Material

☆ ☆ ☆ ☆

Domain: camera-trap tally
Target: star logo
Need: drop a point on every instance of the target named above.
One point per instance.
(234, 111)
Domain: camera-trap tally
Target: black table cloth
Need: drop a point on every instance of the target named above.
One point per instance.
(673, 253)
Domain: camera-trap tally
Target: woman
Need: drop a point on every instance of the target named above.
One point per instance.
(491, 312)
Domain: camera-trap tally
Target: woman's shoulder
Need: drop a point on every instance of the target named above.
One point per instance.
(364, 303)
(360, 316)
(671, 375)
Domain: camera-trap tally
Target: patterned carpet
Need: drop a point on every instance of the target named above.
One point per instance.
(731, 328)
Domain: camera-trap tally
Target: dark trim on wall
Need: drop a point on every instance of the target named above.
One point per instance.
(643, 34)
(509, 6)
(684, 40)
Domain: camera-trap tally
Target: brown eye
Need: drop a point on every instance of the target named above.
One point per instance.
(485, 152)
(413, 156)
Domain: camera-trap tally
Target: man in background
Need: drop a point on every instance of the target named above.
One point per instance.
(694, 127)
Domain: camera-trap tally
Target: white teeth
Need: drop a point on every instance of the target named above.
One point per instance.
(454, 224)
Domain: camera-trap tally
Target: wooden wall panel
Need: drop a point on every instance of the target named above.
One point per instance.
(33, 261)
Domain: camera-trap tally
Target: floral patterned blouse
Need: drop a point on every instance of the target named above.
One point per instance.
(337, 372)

☆ ☆ ☆ ☆

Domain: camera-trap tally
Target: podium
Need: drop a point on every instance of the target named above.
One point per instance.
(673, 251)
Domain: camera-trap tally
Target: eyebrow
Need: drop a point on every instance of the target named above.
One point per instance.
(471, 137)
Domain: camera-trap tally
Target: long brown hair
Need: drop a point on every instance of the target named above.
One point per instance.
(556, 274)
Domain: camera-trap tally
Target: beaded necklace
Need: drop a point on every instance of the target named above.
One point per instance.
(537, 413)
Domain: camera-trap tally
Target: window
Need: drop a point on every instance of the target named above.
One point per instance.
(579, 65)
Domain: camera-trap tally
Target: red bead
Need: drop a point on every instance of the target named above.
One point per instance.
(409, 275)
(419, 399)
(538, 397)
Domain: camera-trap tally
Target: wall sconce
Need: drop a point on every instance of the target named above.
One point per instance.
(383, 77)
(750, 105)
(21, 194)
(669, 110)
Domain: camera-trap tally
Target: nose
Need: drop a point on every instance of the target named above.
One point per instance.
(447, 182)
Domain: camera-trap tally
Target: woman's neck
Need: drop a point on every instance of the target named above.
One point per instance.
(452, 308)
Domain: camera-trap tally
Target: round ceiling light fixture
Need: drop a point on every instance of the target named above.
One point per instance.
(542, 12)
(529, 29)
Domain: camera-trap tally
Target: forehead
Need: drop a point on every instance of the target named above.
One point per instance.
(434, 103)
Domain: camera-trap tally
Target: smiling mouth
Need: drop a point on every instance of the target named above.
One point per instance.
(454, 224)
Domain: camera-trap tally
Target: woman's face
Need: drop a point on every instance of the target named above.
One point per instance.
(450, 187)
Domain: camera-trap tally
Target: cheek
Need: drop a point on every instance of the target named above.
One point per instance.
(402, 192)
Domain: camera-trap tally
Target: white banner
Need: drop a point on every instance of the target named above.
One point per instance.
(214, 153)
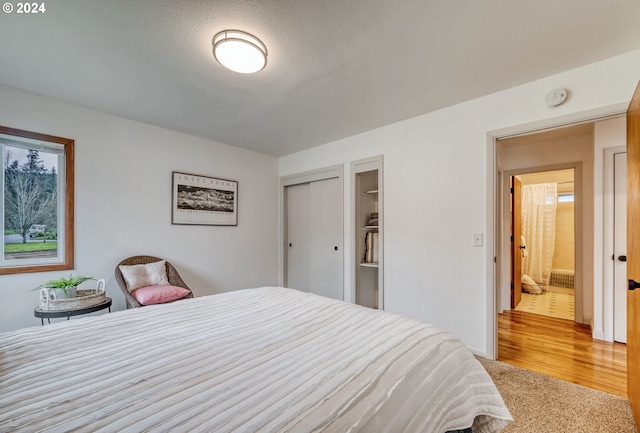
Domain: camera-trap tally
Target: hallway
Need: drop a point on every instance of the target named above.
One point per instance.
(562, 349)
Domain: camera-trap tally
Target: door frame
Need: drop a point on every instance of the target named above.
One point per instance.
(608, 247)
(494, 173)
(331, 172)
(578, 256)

☆ ☆ ☆ ☆

Exercise
Filter the entries above down to the lines that contain the string "brown", and copy each of those lines unchanged. Case counts, so a line only matches if the letters appear in the same case.

Finished task
Target: brown eye
Target: long brown hair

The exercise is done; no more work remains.